Task instructions:
Pull out each line of the listing containing the string "flower", treating uppercase and lowercase as different.

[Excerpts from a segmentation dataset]

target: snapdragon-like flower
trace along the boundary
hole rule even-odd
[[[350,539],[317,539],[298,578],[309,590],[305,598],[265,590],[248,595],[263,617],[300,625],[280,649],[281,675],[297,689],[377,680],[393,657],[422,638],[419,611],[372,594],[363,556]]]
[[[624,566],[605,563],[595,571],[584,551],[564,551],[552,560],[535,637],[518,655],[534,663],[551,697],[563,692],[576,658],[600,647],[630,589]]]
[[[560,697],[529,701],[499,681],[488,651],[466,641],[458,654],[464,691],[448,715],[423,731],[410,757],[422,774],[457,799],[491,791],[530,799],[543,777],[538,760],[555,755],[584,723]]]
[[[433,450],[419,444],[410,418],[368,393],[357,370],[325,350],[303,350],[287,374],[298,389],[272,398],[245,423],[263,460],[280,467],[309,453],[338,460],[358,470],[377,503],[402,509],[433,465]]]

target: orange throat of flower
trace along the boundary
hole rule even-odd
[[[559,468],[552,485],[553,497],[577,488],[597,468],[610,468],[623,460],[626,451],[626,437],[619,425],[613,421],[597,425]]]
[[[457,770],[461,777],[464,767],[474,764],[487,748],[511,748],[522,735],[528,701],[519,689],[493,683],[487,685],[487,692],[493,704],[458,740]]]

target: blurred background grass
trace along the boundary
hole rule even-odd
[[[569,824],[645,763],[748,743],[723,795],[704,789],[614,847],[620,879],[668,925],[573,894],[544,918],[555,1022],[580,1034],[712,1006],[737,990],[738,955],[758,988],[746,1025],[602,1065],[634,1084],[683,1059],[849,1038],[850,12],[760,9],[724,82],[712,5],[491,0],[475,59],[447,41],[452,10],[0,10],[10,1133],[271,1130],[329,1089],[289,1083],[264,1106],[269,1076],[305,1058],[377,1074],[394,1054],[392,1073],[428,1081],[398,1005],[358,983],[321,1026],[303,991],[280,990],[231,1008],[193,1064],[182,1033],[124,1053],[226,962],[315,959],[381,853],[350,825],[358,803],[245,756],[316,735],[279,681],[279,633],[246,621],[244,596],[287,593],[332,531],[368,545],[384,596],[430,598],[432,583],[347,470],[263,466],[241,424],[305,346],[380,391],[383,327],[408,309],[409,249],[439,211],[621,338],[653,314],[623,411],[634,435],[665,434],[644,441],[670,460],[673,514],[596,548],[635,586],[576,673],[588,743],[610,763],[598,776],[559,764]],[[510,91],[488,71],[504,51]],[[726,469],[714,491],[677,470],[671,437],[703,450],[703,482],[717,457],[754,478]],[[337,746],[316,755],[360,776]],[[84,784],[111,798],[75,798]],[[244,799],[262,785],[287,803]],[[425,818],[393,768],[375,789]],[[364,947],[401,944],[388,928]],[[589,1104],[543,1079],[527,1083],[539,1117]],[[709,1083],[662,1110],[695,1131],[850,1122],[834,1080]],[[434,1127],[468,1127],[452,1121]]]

Solution:
target: snapdragon-like flower
target: orange throat of flower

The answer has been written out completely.